Set out the lines below, from the one containing "- **Object to detect**: the parked car" through the end of the items, as a Markdown table with the columns Row and Line. Number each row and leave out any blank lines.

┌─ DATASET EXCERPTS

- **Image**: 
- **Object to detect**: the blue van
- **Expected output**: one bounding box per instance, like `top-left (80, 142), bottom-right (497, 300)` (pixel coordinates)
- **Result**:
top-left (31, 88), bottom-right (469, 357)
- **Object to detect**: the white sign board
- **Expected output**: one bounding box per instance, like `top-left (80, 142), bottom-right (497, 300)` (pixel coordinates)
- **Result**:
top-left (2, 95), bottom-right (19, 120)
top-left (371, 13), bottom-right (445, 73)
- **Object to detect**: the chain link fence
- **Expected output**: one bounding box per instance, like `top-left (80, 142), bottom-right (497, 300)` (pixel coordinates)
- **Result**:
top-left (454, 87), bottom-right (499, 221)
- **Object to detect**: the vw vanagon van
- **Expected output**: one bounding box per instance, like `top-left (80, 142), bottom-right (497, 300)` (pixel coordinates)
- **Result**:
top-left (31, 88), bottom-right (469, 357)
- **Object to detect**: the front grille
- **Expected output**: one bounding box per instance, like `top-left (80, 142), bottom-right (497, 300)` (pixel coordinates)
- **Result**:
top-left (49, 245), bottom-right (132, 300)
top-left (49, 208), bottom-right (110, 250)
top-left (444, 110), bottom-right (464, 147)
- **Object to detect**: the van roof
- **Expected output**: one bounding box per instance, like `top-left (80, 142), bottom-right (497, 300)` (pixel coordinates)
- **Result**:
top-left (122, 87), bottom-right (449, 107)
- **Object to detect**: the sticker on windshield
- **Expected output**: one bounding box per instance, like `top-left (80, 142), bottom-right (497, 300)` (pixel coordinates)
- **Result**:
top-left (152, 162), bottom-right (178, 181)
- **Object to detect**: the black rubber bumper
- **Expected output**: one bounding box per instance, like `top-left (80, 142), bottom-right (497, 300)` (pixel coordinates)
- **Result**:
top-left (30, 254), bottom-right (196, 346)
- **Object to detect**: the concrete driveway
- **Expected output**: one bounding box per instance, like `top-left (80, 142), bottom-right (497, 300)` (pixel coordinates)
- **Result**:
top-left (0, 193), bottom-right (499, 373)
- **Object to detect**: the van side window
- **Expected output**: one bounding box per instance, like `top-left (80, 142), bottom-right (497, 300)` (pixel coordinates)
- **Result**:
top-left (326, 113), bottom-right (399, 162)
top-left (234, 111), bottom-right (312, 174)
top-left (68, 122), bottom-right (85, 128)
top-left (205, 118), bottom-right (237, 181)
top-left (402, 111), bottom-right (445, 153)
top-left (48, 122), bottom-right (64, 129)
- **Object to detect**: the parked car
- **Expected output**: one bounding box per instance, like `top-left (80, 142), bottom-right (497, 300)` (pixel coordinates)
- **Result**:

└─

REPLY
| Row | Line |
|---|---|
| 1 | - **Object to detect**: the parked car |
| 2 | - **Expected output**: one bounding box per instance, like `top-left (80, 142), bottom-right (497, 300)` (pixel coordinates) |
| 3 | - **Result**: |